» **Exercise task 1**
Extract each line of the records below that contains the string "pixel", treating uppercase and lowercase as different.

» **Selected extract**
From Crain's Cleveland Business...
“We should sue Diebold,” said Commissioner Jimmy Dimora, referring to Premier Election Solutions Inc., the new name for the Diebold Inc. subsidiary that sells electronic voting machines. The company sold the county electronic voting machines that have played a role in Election Day problems in recent years.
Bravo, Mr. Dimora. Of course you should!
But, ah, here's the rub...
“We need Diebold to fix (the machines),“ he said.
We'll leave you to parse the phrasing of that last quote as you may.
The article goes on to point out that Dimora wants to "scrap the Diebold touch-screen system" after it turns out the county paid "$6.5 million above the $1.9 million originally budgeted for extra help and training before the November 2006 election."
Yes, but think of all the trees they saved! (That would be irony. For all of you Republicans following along.)
By Brad Friedman from Richfield, UT...
As we reported from a source late last night, today's scheduled hearing in the House Rules Committee for Rush Holt's Election Reform Bill (HR 811) has been canceled. The same source had also said that if the hearing was canceled, it could mean an "indefinite hold" for the controversial legislation.
Today, Republicans are predictably enjoying what has been termed as a Democratic "split," by The Hill, and a Democratic "revolt," by Politico, in the majority-led Rules Committee, once known as "The Speakers Committee" since it's generally the last stop before legislation hits the House Floor. It's also the place where the leadership determines whether amendments will be allowed to be brought for such legislation.

» **Exercise task 2**
Write out the entire election excerpt above word for word.

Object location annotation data
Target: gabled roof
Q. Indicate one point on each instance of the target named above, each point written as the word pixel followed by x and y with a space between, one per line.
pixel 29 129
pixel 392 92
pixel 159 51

» **Right answer 1**
Q. Indicate one point on each instance of the target named above, each point written as the word pixel followed by x and y with a space between, one per line.
pixel 29 129
pixel 392 92
pixel 159 51

» **Right answer 2**
From Crain's Cleveland Business...
“We should sue Diebold,” said Commissioner Jimmy Dimora, referring to Premier Election Solutions Inc., the new name for the Diebold Inc. subsidiary that sells electronic voting machines. The company sold the county electronic voting machines that have played a role in Election Day problems in recent years.
Bravo, Mr. Dimora. Of course you should!
But, ah, here's the rub...
“We need Diebold to fix (the machines),“ he said.
We'll leave you to parse the phrasing of that last quote as you may.
The article goes on to point out that Dimora wants to "scrap the Diebold touch-screen system" after it turns out the county paid "$6.5 million above the $1.9 million originally budgeted for extra help and training before the November 2006 election."
Yes, but think of all the trees they saved! (That would be irony. For all of you Republicans following along.)
By Brad Friedman from Richfield, UT...
As we reported from a source late last night, today's scheduled hearing in the House Rules Committee for Rush Holt's Election Reform Bill (HR 811) has been canceled. The same source had also said that if the hearing was canceled, it could mean an "indefinite hold" for the controversial legislation.
Today, Republicans are predictably enjoying what has been termed as a Democratic "split," by The Hill, and a Democratic "revolt," by Politico, in the majority-led Rules Committee, once known as "The Speakers Committee" since it's generally the last stop before legislation hits the House Floor. It's also the place where the leadership determines whether amendments will be allowed to be brought for such legislation.